■ **Selected text**:
Day: September 19, 2011

Monday, 19 September 2011

09:52 – I’m sure Reed Hastings’ email will be reproduced elsewhere on the web, so I won’t bother. The big news, of course, is that Netflix is splitting into two independent companies, with Netflix keeping that name for streaming and the disc rental service renamed Qwikster. Separate memberships, separate queues, separate billing, separate user ratings, separate everything. Oh, and Netflix might as well have casually announced that GameFly is now toast, since Qwikster will also be renting games.

My first reaction was negative; I don’t really want to have to manage two separate queues without any links between them. The stuff we watch sometimes changes from disc-only to disc-plus-streaming and then back again. More than once, we’ve watched the first episodes of a long series on disc, watched others streaming, and then had to switch back to discs when the streaming contract ended. That hasn’t happened as much lately. Of the 92 titles in our instant queue, only three–The Planets, Walking with Cavemen, and Occupation–are currently showing as expiring. As usual, we get only a few days notice, in this case until the 23rd.

I really do wish that Netflix would negotiate permanent unlimited streaming licenses. It’s fine if they delay streaming availability until a few months after the DVD releases. For example, series 3 of Sons of Anarchy just released on DVD. Series 1 and 2 are available streaming, although only Netflix knows for how long. Series 3 will, no doubt, be available streaming in a few weeks or months. So why doesn’t Netflix negotiate a standard contract with the rights owners to Sons of Anarchy? Agree to pay them a fixed sum for permanent unlimited streaming for each episode as the new seasons become available, after a window to allow DVD sales. Most DVD set sales occur very soon after the set is released, and there’s little in the way of paying markets for old series episodes after that. Sure, a few people may buy episodes or even the entire season from iTunes or whatever, or they may be able to sell re-run rights to local TV stations, but an old series is basically spent in economic terms once the DVD set releases.

Licensing on this basis would be win-win-win for the copyright owners and for Qwikster and for Qwikster subscribers. The copyright owners would get “free money” from Qwikster, and Qwikster would build its back-catalog of good TV series and subscribers would have a lot of good content waiting to be discovered.

Of course, people like Barbara and me would love to see such a plan. More and more people are doing what we do; wait until a new series is available on Netflix/Qwikster before starting to watch it. I adore Emily VanCamp, for example, and she stars in a new series that debuts in a couple of days. In the past, I’d have set up our DVD recorder to record the episodes as they were broadcast and then zap the commercials. But we won’t watch it on broadcast TV. Instead, we’ll wait until next summer, when it will release on DVD, and watch it commercial-free.


Work continues on the biology book. I’m currently prototyping the biology kit and putting together purchase orders for a small number of the kits. I plan to have the book 100% complete by year-end, so I have to have kits ready to ship soon after that.

■ **Data excerpts**:
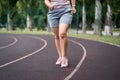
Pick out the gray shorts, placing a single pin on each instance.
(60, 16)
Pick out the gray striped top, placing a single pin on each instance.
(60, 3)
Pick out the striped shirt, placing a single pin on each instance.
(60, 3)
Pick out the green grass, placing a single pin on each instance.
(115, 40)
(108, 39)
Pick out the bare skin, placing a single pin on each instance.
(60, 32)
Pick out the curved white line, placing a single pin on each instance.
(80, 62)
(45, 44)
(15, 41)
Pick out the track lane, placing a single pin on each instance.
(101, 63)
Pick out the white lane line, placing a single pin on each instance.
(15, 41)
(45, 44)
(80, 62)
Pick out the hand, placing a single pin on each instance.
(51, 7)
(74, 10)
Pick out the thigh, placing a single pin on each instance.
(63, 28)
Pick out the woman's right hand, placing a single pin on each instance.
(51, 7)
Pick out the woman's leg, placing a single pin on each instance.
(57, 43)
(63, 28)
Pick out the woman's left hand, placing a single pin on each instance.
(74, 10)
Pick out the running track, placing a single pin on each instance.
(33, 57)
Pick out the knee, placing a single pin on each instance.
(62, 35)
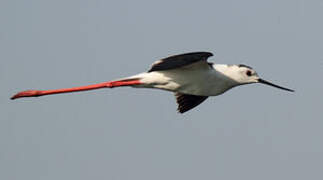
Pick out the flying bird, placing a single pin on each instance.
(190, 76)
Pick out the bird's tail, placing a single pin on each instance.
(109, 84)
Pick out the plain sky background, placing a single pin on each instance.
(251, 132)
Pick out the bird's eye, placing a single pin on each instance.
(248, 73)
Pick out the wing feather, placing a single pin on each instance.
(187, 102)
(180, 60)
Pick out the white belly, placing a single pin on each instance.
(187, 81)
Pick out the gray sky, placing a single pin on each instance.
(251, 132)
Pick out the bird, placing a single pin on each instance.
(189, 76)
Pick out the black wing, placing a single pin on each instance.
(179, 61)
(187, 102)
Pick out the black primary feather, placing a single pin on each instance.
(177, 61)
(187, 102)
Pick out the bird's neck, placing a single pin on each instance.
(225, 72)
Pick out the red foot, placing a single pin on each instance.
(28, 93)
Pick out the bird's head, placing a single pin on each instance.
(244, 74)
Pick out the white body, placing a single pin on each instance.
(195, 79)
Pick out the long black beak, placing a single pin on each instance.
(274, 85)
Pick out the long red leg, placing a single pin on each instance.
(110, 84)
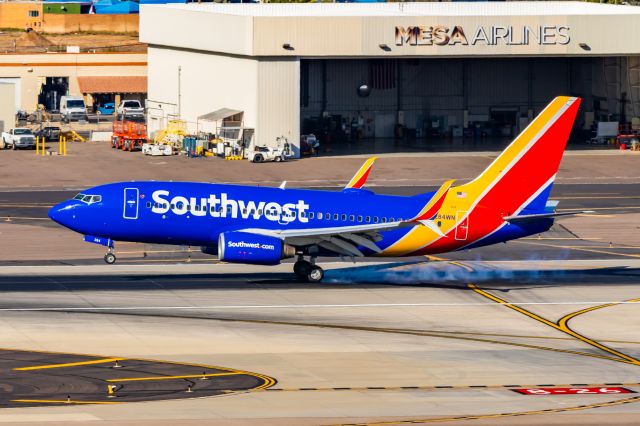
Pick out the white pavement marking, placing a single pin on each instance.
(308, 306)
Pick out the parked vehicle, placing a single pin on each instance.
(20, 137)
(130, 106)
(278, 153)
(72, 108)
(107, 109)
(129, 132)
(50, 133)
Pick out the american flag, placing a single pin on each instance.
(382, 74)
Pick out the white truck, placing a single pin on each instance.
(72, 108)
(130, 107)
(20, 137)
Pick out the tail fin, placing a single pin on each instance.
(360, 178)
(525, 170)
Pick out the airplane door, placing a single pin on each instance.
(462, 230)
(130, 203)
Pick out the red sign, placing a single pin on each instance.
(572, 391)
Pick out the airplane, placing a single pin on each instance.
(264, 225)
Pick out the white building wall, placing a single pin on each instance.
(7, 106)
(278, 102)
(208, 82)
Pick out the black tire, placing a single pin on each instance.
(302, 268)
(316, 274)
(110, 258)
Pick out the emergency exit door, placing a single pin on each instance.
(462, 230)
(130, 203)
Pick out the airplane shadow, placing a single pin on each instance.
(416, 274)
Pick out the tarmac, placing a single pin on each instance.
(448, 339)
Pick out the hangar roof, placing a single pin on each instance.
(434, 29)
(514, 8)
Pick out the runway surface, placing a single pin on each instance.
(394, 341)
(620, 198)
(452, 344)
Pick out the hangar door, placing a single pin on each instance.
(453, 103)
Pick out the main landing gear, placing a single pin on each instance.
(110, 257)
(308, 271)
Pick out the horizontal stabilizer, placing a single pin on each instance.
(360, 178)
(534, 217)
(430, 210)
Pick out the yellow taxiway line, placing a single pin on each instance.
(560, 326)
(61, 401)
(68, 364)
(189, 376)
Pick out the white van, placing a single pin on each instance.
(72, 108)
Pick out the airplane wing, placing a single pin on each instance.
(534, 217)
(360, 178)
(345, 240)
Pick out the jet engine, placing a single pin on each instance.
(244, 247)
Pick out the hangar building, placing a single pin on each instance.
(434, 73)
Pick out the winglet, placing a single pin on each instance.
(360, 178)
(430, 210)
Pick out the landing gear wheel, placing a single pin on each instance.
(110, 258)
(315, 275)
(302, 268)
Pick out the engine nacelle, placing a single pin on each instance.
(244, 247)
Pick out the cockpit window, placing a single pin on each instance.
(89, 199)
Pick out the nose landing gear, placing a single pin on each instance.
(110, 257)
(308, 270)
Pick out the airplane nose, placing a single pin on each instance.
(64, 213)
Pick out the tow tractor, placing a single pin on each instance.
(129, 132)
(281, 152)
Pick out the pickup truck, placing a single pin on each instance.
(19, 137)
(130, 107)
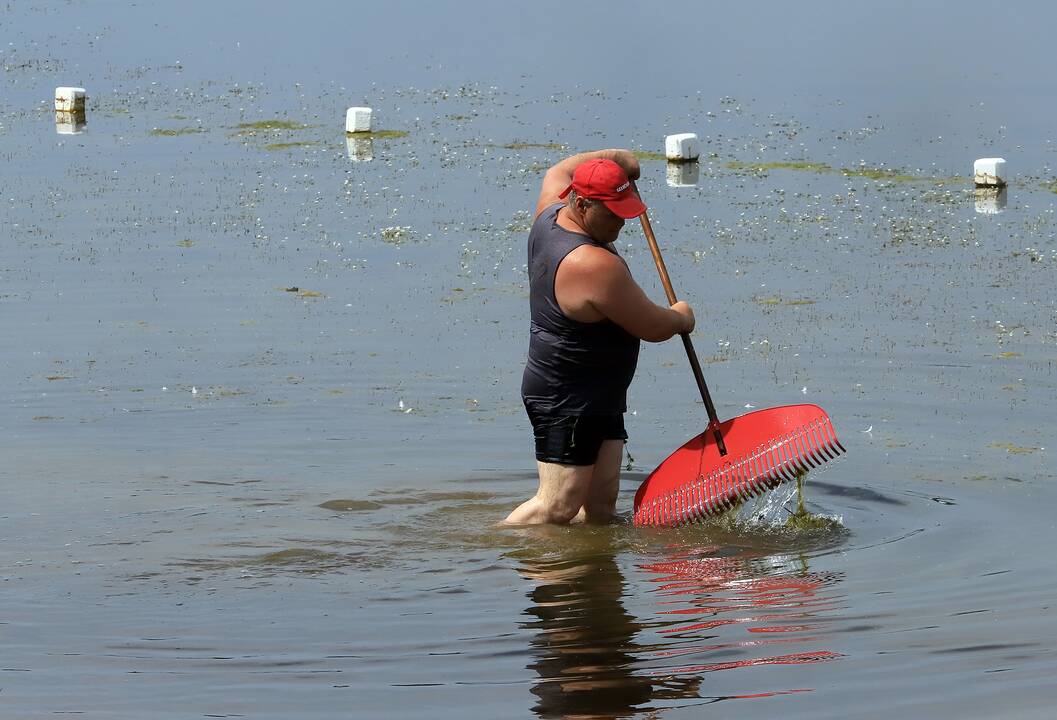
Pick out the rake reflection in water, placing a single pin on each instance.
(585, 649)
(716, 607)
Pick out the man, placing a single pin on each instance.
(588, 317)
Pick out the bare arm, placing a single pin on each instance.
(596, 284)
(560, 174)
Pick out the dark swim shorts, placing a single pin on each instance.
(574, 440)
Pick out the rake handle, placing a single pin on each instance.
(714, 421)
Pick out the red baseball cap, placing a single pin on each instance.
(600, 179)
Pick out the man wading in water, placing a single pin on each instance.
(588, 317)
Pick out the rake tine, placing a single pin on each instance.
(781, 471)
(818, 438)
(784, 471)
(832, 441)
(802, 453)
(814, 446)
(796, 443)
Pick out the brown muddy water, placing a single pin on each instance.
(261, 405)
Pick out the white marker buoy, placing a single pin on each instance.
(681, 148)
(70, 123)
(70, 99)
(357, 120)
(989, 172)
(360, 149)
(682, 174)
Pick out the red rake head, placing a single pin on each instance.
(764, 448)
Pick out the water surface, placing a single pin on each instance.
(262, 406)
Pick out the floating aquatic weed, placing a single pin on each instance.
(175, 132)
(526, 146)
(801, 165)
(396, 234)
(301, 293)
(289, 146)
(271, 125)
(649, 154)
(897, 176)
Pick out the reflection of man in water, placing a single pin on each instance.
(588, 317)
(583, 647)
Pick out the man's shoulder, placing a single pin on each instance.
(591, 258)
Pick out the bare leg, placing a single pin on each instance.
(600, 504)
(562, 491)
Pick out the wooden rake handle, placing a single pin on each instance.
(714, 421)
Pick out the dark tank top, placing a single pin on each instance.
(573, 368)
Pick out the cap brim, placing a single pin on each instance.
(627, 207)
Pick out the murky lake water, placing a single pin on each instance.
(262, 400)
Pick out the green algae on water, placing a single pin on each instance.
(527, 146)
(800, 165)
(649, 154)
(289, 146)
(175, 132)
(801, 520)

==

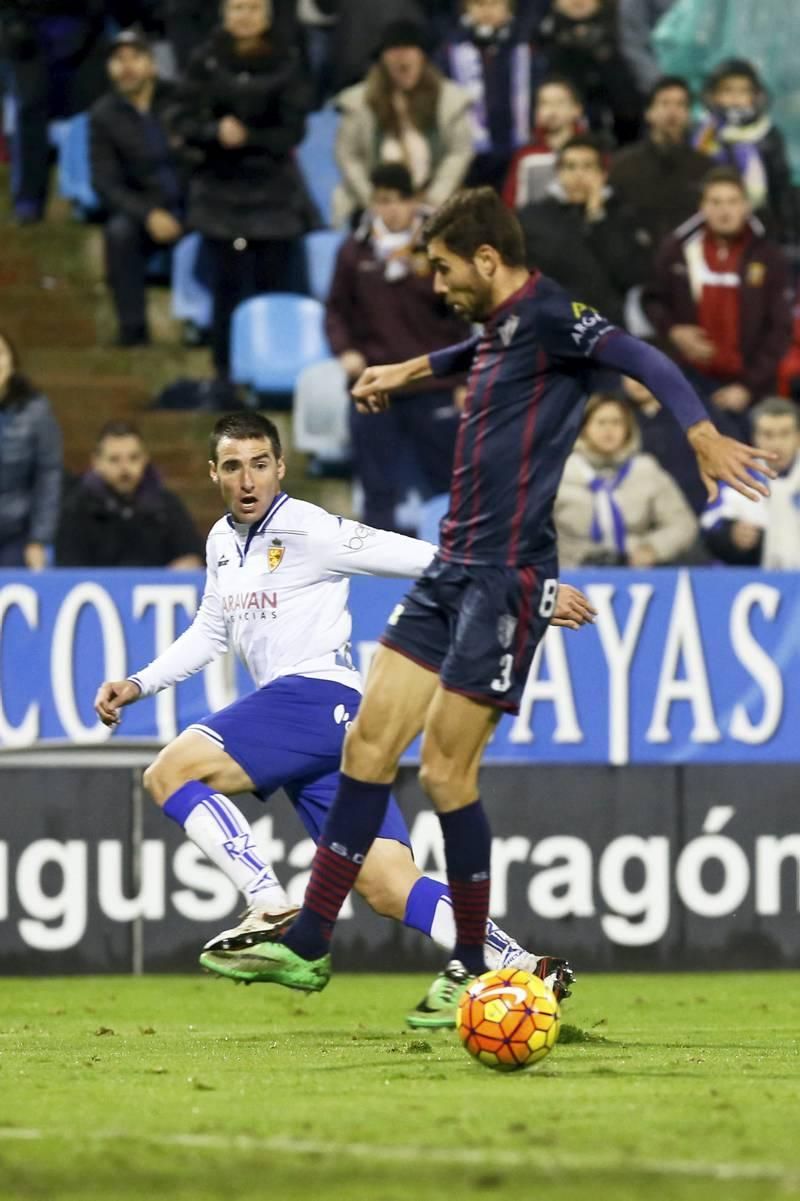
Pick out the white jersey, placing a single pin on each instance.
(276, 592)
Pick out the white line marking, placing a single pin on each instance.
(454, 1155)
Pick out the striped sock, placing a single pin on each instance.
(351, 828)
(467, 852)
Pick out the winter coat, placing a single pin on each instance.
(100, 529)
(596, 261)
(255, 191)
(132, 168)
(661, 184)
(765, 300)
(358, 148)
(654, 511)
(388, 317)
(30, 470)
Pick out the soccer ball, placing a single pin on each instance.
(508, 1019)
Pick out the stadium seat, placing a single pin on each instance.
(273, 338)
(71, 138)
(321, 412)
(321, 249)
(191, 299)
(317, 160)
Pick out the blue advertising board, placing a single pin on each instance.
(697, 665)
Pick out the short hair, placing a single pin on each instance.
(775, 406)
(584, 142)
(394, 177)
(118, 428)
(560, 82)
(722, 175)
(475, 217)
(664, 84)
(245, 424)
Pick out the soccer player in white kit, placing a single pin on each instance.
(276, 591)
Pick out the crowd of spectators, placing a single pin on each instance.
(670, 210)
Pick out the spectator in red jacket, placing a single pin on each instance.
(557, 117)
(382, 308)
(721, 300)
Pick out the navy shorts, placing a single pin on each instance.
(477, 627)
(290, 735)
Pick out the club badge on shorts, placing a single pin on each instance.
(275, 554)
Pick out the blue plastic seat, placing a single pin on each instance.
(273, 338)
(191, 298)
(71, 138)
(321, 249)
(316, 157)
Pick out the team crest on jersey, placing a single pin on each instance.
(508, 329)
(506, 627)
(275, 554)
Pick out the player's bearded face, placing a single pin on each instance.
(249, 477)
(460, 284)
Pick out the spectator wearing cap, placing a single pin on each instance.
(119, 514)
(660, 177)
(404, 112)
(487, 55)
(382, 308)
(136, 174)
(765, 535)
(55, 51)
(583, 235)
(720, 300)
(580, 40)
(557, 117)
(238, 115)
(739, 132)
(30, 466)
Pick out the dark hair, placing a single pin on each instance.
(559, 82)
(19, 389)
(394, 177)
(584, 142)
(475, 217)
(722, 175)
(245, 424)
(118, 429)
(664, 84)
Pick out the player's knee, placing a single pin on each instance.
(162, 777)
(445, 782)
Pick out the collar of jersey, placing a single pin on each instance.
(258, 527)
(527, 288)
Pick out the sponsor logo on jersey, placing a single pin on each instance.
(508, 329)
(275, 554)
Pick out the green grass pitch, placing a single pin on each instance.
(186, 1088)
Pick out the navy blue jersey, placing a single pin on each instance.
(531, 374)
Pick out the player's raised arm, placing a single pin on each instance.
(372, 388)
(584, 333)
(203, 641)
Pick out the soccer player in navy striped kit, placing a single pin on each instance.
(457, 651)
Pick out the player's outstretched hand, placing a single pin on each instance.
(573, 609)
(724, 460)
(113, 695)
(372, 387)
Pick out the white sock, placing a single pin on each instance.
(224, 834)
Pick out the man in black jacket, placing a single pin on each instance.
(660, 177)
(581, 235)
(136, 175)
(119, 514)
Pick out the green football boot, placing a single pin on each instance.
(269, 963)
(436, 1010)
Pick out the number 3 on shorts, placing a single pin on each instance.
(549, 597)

■ **What is expected**:
Write out the Netflix post word for word, starting with "Of course, people" and going on through "soon after that.". Draw only on the Netflix post for this, not on the records.

■ **Task output**:
Of course, people like Barbara and me would love to see such a plan. More and more people are doing what we do; wait until a new series is available on Netflix/Qwikster before starting to watch it. I adore Emily VanCamp, for example, and she stars in a new series that debuts in a couple of days. In the past, I’d have set up our DVD recorder to record the episodes as they were broadcast and then zap the commercials. But we won’t watch it on broadcast TV. Instead, we’ll wait until next summer, when it will release on DVD, and watch it commercial-free.


Work continues on the biology book. I’m currently prototyping the biology kit and putting together purchase orders for a small number of the kits. I plan to have the book 100% complete by year-end, so I have to have kits ready to ship soon after that.